* Your instructions: Pictures do not belong in the copy, so please give every entry below again exactly.

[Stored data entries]
+--

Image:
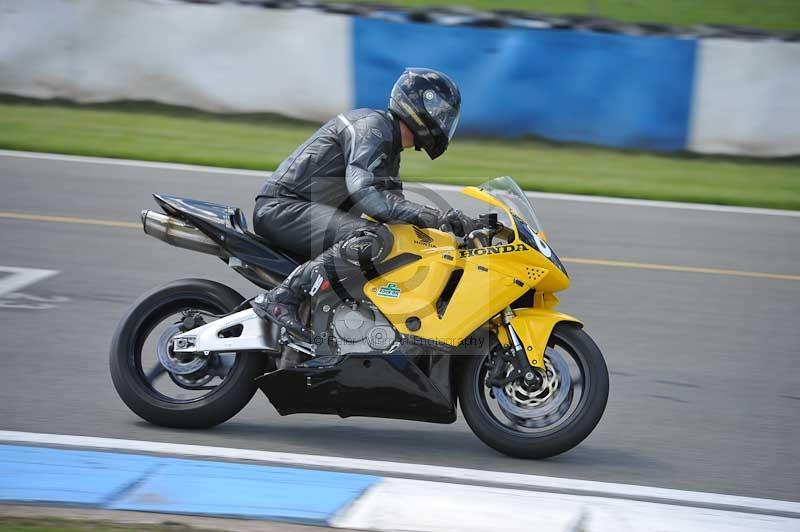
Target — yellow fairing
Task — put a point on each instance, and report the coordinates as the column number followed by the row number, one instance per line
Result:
column 491, row 279
column 534, row 326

+--

* Output for this task:
Image:
Target — yellow fairing
Task — put a point on each instance, and report the coordinates as the column number followed by the row number, one instance per line
Result:
column 491, row 279
column 534, row 326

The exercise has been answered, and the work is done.